Return the records, each one exactly as written.

[Location identification entries]

______________________________

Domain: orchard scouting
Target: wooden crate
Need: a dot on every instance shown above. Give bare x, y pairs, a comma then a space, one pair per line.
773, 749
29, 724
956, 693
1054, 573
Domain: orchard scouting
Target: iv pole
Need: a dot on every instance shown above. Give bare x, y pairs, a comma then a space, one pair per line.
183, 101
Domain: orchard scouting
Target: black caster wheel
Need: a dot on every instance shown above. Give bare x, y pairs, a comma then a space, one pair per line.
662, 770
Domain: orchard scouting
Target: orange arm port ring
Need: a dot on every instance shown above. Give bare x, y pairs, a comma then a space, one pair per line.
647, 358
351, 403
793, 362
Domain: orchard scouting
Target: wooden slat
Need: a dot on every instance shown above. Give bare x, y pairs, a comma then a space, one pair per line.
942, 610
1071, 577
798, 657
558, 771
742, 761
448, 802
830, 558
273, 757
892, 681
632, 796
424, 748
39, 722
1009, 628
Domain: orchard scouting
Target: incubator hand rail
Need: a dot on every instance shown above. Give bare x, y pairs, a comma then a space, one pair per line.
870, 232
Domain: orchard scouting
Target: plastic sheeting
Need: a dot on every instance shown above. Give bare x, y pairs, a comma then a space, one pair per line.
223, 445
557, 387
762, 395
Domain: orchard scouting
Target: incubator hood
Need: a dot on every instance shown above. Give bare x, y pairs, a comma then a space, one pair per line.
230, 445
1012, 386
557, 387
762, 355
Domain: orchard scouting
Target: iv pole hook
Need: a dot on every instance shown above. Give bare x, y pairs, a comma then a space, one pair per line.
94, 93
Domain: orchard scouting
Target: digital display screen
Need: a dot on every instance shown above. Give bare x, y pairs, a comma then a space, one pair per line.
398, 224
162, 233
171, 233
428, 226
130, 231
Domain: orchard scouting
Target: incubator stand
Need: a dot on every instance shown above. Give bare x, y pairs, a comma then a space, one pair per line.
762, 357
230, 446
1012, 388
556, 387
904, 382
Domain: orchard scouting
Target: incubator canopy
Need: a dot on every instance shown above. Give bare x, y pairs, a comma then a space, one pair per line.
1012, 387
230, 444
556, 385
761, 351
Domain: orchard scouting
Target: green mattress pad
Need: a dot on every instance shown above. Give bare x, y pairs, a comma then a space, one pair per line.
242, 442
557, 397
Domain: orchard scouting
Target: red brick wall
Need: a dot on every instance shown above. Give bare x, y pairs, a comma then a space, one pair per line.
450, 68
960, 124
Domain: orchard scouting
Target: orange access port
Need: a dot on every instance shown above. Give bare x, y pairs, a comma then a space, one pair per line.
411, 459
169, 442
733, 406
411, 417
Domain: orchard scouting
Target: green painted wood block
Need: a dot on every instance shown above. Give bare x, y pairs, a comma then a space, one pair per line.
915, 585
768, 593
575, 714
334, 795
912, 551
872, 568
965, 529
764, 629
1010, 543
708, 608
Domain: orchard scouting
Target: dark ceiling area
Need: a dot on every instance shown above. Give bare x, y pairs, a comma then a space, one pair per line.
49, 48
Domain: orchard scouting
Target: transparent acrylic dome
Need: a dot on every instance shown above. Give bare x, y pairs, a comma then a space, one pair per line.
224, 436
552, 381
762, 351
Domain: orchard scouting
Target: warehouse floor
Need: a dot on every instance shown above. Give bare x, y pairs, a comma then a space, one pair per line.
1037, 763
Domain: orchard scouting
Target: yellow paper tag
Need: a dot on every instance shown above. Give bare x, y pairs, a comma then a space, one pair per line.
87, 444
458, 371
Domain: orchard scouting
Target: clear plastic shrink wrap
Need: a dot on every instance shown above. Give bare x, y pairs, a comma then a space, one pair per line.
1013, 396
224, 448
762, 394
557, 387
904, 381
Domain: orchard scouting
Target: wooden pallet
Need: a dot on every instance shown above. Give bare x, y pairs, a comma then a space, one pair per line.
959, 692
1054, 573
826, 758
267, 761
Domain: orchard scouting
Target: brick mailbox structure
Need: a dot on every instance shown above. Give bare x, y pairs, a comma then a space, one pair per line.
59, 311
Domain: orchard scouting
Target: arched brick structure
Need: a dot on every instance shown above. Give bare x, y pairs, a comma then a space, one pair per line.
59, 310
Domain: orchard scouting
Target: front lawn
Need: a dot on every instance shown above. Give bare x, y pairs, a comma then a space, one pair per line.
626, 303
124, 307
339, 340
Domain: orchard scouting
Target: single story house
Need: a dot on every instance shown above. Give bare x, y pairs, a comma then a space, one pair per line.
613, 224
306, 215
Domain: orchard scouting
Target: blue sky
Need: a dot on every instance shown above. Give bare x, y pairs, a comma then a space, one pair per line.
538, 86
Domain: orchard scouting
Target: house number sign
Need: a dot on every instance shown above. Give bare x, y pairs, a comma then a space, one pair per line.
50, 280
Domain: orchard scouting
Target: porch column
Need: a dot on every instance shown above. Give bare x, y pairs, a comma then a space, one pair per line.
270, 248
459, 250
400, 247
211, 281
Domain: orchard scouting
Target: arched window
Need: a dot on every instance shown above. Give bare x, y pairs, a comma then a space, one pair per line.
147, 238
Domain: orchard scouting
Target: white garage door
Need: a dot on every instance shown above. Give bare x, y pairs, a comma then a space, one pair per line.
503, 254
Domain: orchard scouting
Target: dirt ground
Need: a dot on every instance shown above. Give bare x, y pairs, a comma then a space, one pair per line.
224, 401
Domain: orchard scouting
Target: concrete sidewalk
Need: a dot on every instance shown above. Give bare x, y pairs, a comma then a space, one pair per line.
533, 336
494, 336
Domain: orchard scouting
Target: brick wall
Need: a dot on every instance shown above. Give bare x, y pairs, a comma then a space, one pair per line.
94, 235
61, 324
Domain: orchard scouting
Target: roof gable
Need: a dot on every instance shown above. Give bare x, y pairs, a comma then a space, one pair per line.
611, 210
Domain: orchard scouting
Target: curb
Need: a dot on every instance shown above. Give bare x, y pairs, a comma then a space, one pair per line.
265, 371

______________________________

> RESULT OF THE EXERCISE
Domain: orchard scouting
Target: wooden crate
Need: a dot on every instance shown above. Give bare x, y pairs, a comma then a space, one pair per line.
773, 749
29, 724
956, 693
1054, 573
Domain: orchard scouting
Target: iv pole
Need: a dot on every instance shown above. Give bare x, y pairs, a comma then a space, one pair per line.
183, 101
Domain: orchard scouting
Target: black caster wheel
Need: a dot on every instance shown above. Give bare x, y pairs, a comma then a space, one pair per line.
662, 770
Domain: orchard scouting
Target: orange arm port ring
Need: a dot on every instance shown above. Give bare x, y pairs, a comma then a space, one pair per line.
647, 358
351, 403
793, 362
Domain: orchard scouting
Target: wooden slat
Need: a dot on every instance shown above. Give bare x, y pairs, a comma then a space, one pair per line.
942, 610
1071, 577
798, 657
558, 771
742, 761
448, 802
830, 558
273, 757
892, 681
632, 796
424, 748
39, 722
1009, 628
Domain: orchard scouting
Target: incubator hand rail
Need: a dot on every instance shown above. Give bare x, y pairs, a comma then a space, one pair per line.
870, 232
Domain: orchard scouting
Target: plastic sheeting
Need: a dot on every instance shown above. Give bare x, y pairs, a comma then a space, one pair per line.
223, 445
557, 387
762, 395
Domain: orchard scouting
Target: incubator hood
Need: a dot on every instance shown above. Give bare x, y pairs, a comma then a space, one pair per line.
230, 445
1012, 386
557, 387
762, 355
Domain: orchard scouting
Target: iv pole hook
Need: a dot on every instance shown above. Give bare x, y pairs, a comma then a space, one pair per line.
94, 93
Domain: orchard scouting
Target: digital display screen
Need: a dot on every instance shown above. Give bare x, y pairs, a comma then a space, one pair per line.
398, 224
162, 233
171, 233
428, 226
130, 231
Domain: orchard scouting
Target: incubator stand
Need: a dot on every instance shown above. Give bare x, y pairs, a comma then a space, one pair per line.
762, 357
230, 446
1012, 388
556, 387
904, 382
Domain: orchard scouting
Target: incubator canopy
Need: a dot on every instance shown above. Give bare x, y pairs, a comma then a space, one pair per line.
1012, 387
230, 444
556, 385
761, 351
Domain: orchard scouting
Target: green mattress pad
Need: a dot on every instance shown above. Give bare x, y pairs, a comma then a space, one pair per line.
242, 442
557, 397
Domain: orchard scouting
Target: red brick wall
Need: a dot on every instance shown above. Give bare x, y pairs, a comma then a space, one pair per line.
450, 68
960, 124
Domain: orchard scouting
Target: orange access port
Need: a dot on every instance shown above. Give bare x, y pairs, a comma then a space, one pair per line.
411, 459
169, 442
733, 406
411, 417
Domain: orchard scouting
Target: green painted wood block
Need: a dot on every instance shown above. Give bare x, y pairs, a comma then a space, one pair per line.
915, 585
768, 593
575, 714
334, 795
912, 551
872, 568
965, 529
764, 629
1010, 543
708, 608
Domain: orchard scouting
Target: dark ceiling area
Need: a dot on every instance shown above. Give bare x, y pairs, a comma then a space, one pair per line.
49, 48
Domain: orchard scouting
Target: transparent acrylic dome
Need: a dot on every instance shown above. Give bare x, y pairs, a comma then a space, one pair per line.
224, 436
552, 381
762, 351
Domain: orchard scouting
Target: warehouse floor
Need: a dot on every instance shown above. Give bare x, y pairs, a comma then a space, one pair per line.
1037, 763
Domain: orchard scouting
Target: yellow paper tag
Need: a dot on every instance shown above. Give bare x, y pairs, a comma then a space, one pair per line.
87, 444
458, 371
Domain: orchard scouting
Target: clear plastic shrink wrap
Need: a dot on every instance shown above. Give bare x, y pairs, a comma then a space, one pair per line.
1013, 396
224, 448
762, 394
557, 387
904, 381
Domain: orchard scouting
Target: wooden pallet
Need: a dot on every instance shown above. Give bare x, y pairs, a comma then a space, one pair per line.
959, 692
1054, 573
826, 758
267, 761
Domain: orchard scouting
Target: brick mailbox structure
Need: a dot on every instance shown above. Give bare x, y pairs, a comma then a space, one pair per line.
59, 311
Domain: orchard scouting
Target: arched brick structure
Need: a dot on every instance shown above. Give bare x, y pairs, a comma then a space, one pair per line.
59, 310
Domain: orchard scouting
Target: front lawn
Need: a dot on every instance shown above. Give bare x, y pairs, a comma then a space, one pair per line.
626, 303
124, 307
339, 340
Domain: orchard scouting
Target: single story house
Need: a dot on every instance shown above. Give bare x, y pairs, a comma then a space, one pair per line.
613, 224
306, 215
Domain: orchard scouting
Target: blue sky
Need: a dot on every instance shown above. Give bare x, y pairs, a comma then a space, one pair per line.
538, 86
Domain: orchard scouting
Target: house number sign
Need: a dot on every instance shown above. Give bare x, y pairs, a comma then a space, one pair per line.
50, 280
Domain: orchard scouting
Target: porch column
Need: a dot on every instance shown above. Give bare x, y pairs, a comma then a space, one pair per line.
270, 248
459, 250
400, 247
211, 281
Domain: orchard scouting
Target: arched window
Need: a dot on every instance shown above. Give bare x, y pairs, a comma then a space, one pair per line.
147, 238
Domain: orchard scouting
Target: white garage door
Need: a dot on every instance shown above. Give bare x, y pairs, a comma then a space, one pair per line.
503, 254
Domain: orchard scouting
Target: dirt ground
Need: a dot on every instance shown above. Give bare x, y pairs, a comma then a space, one pair per line.
224, 401
Domain: orchard scouting
Target: concrete sidewalk
Need: a dot on every instance shown above. Give bare x, y pairs, a comma then a space, one pair per line.
533, 336
494, 336
Domain: orchard scouting
Target: brick wall
Need: a dot on every instance shown above. Give bare x, y pairs, a comma then a space, one pair per line.
94, 235
61, 324
Domain: orchard scouting
Target: roof gable
Need: a dot on every instance shown above. Give bare x, y pairs, a comma then a space, one pair per line.
611, 210
Domain: orchard scouting
Target: curb
Need: a dot on every instance shown above. Give bare x, y pairs, a comma then a space, one pair per line.
265, 371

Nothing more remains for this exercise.